___ Material

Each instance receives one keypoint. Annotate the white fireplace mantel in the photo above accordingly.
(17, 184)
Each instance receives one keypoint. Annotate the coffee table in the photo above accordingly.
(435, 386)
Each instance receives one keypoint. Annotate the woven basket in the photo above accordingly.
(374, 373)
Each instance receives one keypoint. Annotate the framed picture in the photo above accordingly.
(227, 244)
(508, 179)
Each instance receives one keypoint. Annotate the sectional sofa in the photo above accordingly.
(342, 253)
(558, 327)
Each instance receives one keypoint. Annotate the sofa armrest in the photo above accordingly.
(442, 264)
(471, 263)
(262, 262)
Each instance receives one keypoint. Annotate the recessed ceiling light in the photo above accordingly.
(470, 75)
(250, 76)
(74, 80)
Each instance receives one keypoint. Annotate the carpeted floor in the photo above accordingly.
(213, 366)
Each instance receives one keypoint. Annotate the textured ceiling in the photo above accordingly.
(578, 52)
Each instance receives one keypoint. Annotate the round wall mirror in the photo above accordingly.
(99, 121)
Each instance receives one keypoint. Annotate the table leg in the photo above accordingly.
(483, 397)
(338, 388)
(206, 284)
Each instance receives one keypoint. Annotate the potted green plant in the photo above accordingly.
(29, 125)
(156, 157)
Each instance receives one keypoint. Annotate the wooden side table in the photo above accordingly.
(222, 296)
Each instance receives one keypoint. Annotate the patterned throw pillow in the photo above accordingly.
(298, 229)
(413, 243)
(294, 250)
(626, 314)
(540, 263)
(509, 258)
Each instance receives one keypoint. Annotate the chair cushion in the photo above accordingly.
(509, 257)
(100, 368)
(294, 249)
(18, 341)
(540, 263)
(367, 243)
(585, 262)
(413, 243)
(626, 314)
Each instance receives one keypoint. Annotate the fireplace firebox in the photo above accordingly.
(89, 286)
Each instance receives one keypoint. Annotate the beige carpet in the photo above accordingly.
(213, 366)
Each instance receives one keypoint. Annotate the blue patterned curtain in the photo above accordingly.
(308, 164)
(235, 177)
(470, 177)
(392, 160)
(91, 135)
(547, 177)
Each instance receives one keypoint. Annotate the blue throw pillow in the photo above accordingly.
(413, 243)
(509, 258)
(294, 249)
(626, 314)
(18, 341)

______

## [Job]
Set down unchanged the part of the listing that opens with the line containing "Each instance receives one keypoint. Annotate the carpeted" and runs through the end of the listing, including both ends.

## [Finished answer]
Each instance receives one keypoint. Annotate the carpeted floor in the photo above accordingly.
(213, 366)
Each instance receives one keypoint. Annotate the textured ceiling in the photo above accordingly.
(578, 52)
Each instance receives one keypoint. Annotate the round wall mirror in the photo above accordingly.
(99, 121)
Each instance receives one keypoint. Annotate the table leg in the photo above accordingly.
(483, 397)
(338, 388)
(206, 284)
Each instance receives one keypoint. Annotate the potted green plant in the photo above accordingly.
(29, 125)
(156, 157)
Each instance receives one keypoint. Annotate the wooden side table in the photo above accordingly.
(222, 296)
Each instance receives one keypoint. Annotate the patterned throw pillow in the photo above accordingly.
(298, 229)
(413, 243)
(294, 250)
(626, 314)
(540, 263)
(509, 258)
Each instance receives one keypoint. Annotate the chair cushion in the photo above accordingly.
(509, 257)
(100, 368)
(294, 249)
(18, 341)
(540, 263)
(367, 243)
(585, 262)
(413, 243)
(626, 314)
Each instance receives one keypoint. Annotate the fireplace firebox in the photo above accordingly.
(89, 286)
Each instance receives one keypoint. Annotate the beige carpet in the photo above accordingly.
(213, 366)
Each instance receives one keypoint. Annotate the blue patterned curtain in the photo above accordingly.
(308, 164)
(235, 177)
(470, 177)
(392, 160)
(91, 135)
(547, 177)
Each instance receives one keypoint. Annotate the blue throw pillow in the photo above accordingly.
(413, 243)
(509, 258)
(294, 249)
(626, 314)
(18, 341)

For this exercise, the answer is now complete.